• _Stored records_:
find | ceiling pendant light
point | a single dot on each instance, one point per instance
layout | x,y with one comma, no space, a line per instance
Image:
---
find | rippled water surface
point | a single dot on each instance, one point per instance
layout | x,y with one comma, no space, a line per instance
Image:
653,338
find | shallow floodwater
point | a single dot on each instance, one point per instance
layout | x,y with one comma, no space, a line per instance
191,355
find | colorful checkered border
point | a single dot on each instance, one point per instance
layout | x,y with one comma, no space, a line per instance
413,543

• _The exercise_: Which lines in the listing above contain the word "find"? Copy each of them in full.

• _Output below_:
find | ceiling pendant light
find | rippled water surface
find | shallow floodwater
find | colorful checkered border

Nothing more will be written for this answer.